WHAT TO DO: Print the lines below without any change, beginning at the first line of the rows and continuing through the line that contains "10], [540, 0]]", including both of those lines.

[Rows from a segmentation dataset]
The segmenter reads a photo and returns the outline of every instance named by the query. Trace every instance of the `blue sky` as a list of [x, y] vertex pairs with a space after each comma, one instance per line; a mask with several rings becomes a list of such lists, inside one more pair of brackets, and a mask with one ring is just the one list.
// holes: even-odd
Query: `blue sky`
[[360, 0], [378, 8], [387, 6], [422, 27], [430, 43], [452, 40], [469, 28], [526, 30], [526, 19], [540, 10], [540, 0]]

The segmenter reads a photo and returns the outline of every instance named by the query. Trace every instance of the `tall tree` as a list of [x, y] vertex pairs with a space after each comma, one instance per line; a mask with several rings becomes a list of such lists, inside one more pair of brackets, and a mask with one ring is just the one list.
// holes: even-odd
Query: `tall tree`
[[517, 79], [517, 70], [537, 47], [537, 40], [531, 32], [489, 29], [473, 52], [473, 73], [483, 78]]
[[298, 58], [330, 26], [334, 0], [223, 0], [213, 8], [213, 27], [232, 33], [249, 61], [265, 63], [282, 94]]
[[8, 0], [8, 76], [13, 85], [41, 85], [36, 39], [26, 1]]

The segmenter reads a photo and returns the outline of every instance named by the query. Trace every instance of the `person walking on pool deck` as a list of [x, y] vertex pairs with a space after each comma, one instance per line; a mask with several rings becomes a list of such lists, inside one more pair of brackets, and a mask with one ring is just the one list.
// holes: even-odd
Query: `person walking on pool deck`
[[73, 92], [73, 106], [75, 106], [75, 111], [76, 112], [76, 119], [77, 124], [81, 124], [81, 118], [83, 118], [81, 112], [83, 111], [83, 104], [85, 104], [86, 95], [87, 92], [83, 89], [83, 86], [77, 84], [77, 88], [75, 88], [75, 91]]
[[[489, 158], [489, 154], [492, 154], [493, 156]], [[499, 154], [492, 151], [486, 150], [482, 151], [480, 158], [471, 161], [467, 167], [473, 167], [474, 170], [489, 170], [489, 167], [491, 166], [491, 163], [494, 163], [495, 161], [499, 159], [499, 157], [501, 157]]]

PROBLEM SOLUTION:
The segmenter reads a photo and returns the outline of every instance named by the query. Trace every instance of the `blue sky` as a list of [x, y] vertex pairs with a space after each comma, one instance per line; a mask with several rings becomes a list of such lists, inside one more pair of brackets, and a mask with one ring is just the one list.
// holes: even-odd
Query: `blue sky`
[[360, 0], [378, 8], [387, 6], [422, 27], [430, 43], [452, 40], [469, 28], [526, 30], [526, 19], [540, 10], [540, 0]]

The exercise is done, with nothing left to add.